- _EXERCISE TASKS_:
**a)** Transcribe the post on handwriting recognition from "Skip to main" to "transcriptions and indices.".
**b)** According to the post on handwriting recognition, which letter do modern eyes see the "long S" as?

- _QUOTED PASSAGE_:

.....

Skip to main content

Throughout the ten plus years of our crowdsourcing project, Making History: Transcribe, we have had many conversations with our volunteers about emerging technologies and whether or not they could be useful in making our digitized records more accessible. Outside of the tech tools embedded in the transcription software FromthePage, which are always evolving and advancing, we sometimes use computer applications such as OpenRefine to ensure that we present the best possible data and digital humanities programs to help us explore the resulting information gleaned from full text transcriptions and indices.

Recently, the focus on AI has brought renewed interest in how machine learning might be used in transcription of handwritten historical documents as well as other library and archives related work. We have used Optical Character Recognition (OCR) for many years. It is because of OCR that we are easily able to search scanned items that have typewritten characters, such as the newspapers on Virignia Chronicle. But as anyone who has joined us for a Transcribe-a-thon knows, even OCR is not foolproof. Despite typewritten/printed words being more uniform, there are still instances where the variations can confuse OCR.

That being the case, imagine how much more work is needed to create an HCR, or Handwriting Character Recognition program. The variety in handwriting is seemingly endless, with people sometimes writing the same character differently depending on its place in a word. English handwriting styles have not stayed consistent through the years. Transcribers are often stumped when they encounter the “long S” for the first time because our modern eyes see it as the letter “f” instead. We have heard about the large language models that AI needs in order to predict an accurate natural language response to a prompt. How many more examples of human handwriting might a model need to be able to ensure a reasonable amount of accuracy on any English language historical document?

.....

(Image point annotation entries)
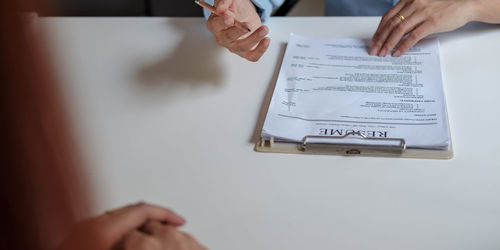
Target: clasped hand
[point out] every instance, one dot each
(401, 27)
(135, 227)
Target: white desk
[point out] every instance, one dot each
(166, 116)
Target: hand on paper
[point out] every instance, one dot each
(249, 45)
(139, 227)
(418, 19)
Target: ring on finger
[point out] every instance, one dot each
(401, 17)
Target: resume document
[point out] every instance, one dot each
(330, 87)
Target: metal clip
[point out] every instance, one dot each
(348, 144)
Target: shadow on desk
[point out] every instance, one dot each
(266, 101)
(192, 64)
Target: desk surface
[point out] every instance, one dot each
(166, 116)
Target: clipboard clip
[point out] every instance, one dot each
(354, 143)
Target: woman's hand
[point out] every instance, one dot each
(121, 229)
(249, 45)
(418, 19)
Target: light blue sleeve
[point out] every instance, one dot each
(264, 7)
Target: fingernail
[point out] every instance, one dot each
(227, 20)
(263, 32)
(383, 53)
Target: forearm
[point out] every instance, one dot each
(487, 11)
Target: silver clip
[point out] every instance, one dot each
(349, 144)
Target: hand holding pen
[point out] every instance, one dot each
(230, 21)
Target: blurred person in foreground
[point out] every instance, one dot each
(40, 192)
(404, 22)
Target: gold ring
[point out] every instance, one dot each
(401, 17)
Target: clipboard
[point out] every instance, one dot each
(346, 146)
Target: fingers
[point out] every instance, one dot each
(222, 6)
(416, 35)
(170, 237)
(217, 24)
(391, 26)
(249, 43)
(137, 240)
(389, 15)
(128, 218)
(257, 53)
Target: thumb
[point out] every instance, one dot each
(126, 219)
(222, 6)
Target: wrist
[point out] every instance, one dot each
(485, 11)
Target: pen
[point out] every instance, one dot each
(213, 10)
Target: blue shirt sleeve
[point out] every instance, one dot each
(264, 7)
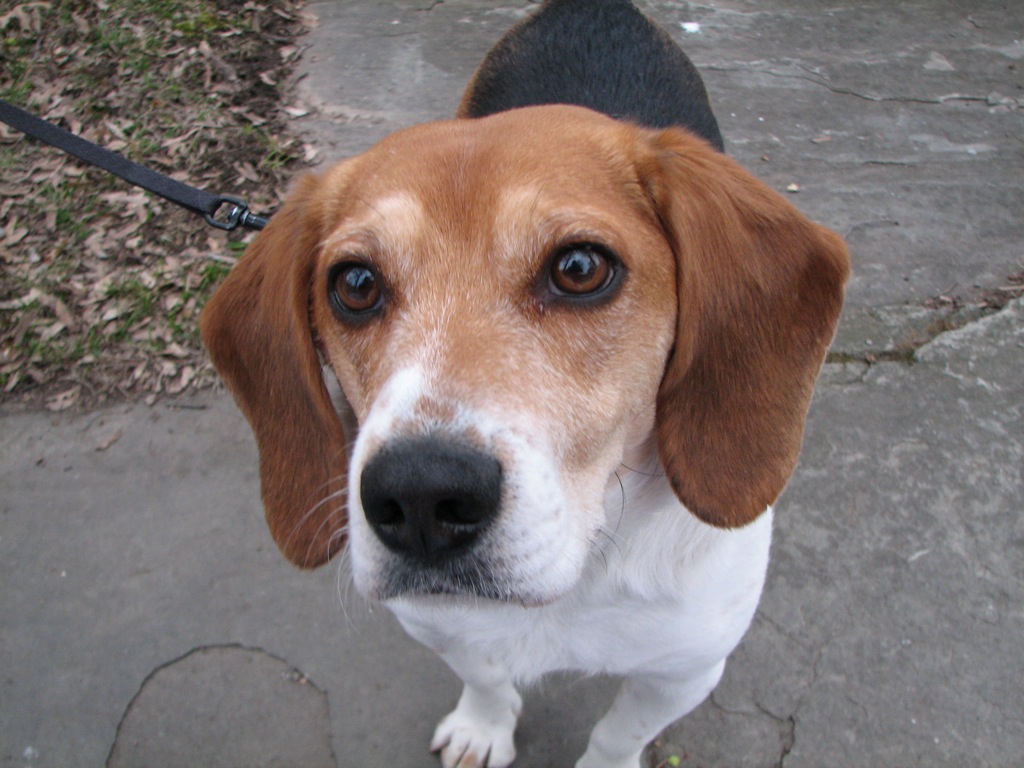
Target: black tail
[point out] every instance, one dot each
(603, 54)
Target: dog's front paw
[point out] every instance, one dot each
(468, 738)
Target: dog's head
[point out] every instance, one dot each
(512, 306)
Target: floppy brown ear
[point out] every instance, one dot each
(258, 332)
(760, 292)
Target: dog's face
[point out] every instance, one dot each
(513, 306)
(506, 295)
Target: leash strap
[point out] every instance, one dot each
(197, 201)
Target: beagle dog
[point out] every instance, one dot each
(545, 368)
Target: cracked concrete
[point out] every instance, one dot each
(890, 629)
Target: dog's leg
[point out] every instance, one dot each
(641, 710)
(478, 732)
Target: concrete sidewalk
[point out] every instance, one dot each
(147, 620)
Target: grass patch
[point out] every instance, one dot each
(101, 284)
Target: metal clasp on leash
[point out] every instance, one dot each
(239, 215)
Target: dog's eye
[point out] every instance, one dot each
(353, 290)
(582, 270)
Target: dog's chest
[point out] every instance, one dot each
(651, 602)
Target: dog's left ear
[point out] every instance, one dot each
(258, 332)
(760, 289)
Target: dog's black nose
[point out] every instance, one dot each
(430, 498)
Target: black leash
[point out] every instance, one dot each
(197, 201)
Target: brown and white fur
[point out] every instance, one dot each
(570, 357)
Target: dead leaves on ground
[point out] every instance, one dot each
(101, 283)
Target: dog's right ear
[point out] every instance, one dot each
(257, 329)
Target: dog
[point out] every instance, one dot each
(545, 368)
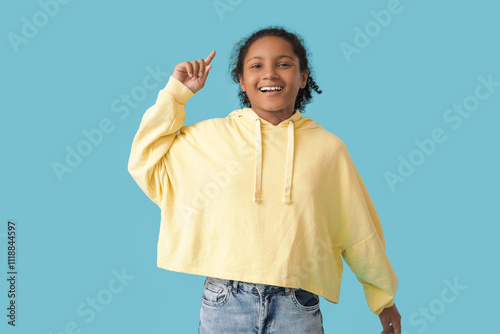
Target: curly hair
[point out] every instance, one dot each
(240, 51)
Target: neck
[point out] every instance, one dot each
(274, 117)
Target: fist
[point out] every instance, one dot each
(193, 74)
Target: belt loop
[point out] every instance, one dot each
(234, 285)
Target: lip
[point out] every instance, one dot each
(274, 92)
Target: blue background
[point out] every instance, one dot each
(74, 234)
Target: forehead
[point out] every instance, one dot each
(270, 45)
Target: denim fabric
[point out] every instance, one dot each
(237, 307)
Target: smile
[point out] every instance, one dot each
(268, 89)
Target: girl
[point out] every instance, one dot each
(264, 202)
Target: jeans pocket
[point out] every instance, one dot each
(215, 294)
(305, 300)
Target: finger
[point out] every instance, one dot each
(196, 66)
(188, 68)
(201, 66)
(397, 327)
(387, 328)
(210, 57)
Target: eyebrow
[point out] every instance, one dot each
(277, 57)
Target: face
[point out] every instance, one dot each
(271, 62)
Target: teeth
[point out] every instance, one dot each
(262, 89)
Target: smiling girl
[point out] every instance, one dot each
(265, 202)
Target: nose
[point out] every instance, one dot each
(270, 73)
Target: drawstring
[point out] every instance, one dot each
(258, 162)
(289, 165)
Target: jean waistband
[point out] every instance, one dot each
(236, 285)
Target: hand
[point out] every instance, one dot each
(194, 74)
(391, 320)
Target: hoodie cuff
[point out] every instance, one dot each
(180, 91)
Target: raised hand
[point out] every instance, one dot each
(194, 74)
(391, 320)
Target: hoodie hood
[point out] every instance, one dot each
(296, 121)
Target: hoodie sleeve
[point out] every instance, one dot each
(361, 236)
(157, 131)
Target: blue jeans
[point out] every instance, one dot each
(235, 307)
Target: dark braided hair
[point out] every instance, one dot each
(240, 51)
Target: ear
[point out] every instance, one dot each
(305, 75)
(242, 84)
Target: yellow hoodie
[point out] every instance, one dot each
(247, 200)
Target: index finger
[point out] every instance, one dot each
(210, 57)
(397, 327)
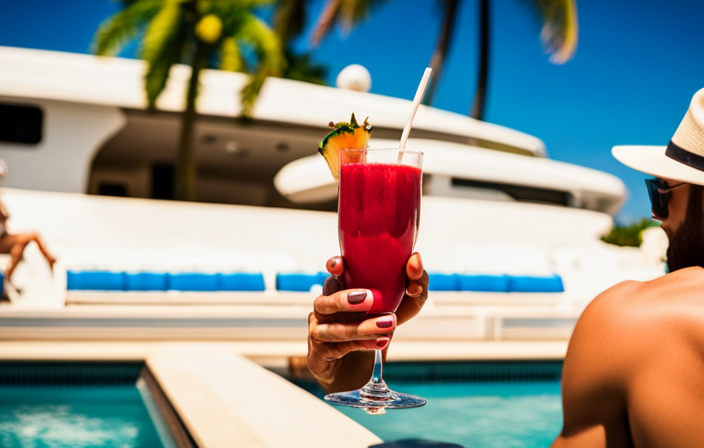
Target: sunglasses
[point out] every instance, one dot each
(659, 194)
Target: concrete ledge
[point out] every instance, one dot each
(226, 400)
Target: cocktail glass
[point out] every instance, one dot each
(378, 215)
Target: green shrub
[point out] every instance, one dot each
(629, 235)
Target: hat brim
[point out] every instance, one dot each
(652, 160)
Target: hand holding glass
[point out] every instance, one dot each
(378, 215)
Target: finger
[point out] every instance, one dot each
(414, 267)
(413, 301)
(368, 329)
(344, 301)
(332, 285)
(335, 265)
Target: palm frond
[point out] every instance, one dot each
(354, 11)
(124, 26)
(162, 47)
(559, 33)
(289, 18)
(267, 46)
(266, 43)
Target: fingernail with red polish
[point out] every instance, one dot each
(381, 343)
(356, 297)
(385, 322)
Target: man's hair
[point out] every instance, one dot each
(687, 243)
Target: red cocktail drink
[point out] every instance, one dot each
(379, 207)
(378, 213)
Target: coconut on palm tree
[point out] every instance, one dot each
(196, 33)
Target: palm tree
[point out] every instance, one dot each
(196, 33)
(558, 34)
(289, 21)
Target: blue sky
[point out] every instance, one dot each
(637, 66)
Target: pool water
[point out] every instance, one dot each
(472, 404)
(486, 414)
(75, 417)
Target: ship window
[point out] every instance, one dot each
(112, 190)
(520, 192)
(20, 124)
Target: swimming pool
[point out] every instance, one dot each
(77, 405)
(498, 405)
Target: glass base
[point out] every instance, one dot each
(374, 398)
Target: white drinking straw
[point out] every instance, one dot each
(416, 102)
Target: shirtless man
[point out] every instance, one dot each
(15, 243)
(634, 370)
(633, 375)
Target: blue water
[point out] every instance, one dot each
(75, 417)
(480, 414)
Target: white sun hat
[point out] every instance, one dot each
(682, 159)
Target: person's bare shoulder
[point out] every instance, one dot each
(599, 361)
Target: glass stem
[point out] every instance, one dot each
(378, 368)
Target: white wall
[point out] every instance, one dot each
(71, 136)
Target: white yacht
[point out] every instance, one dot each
(75, 133)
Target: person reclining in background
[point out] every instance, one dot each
(15, 244)
(633, 375)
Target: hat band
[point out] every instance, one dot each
(683, 156)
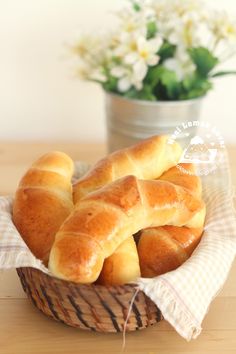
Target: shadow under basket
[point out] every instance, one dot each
(91, 307)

.....

- _SOLUTION SET_:
**a)**
Skip to main content

Throughout the ten plus years of our crowdsourcing project, Making History: Transcribe, we have had many conversations with our volunteers about emerging technologies and whether or not they could be useful in making our digitized records more accessible. Outside of the tech tools embedded in the transcription software FromthePage, which are always evolving and advancing, we sometimes use computer applications such as OpenRefine to ensure that we present the best possible data and digital humanities programs to help us explore the resulting information gleaned from full text transcriptions and indices.

**b)** The letter "f".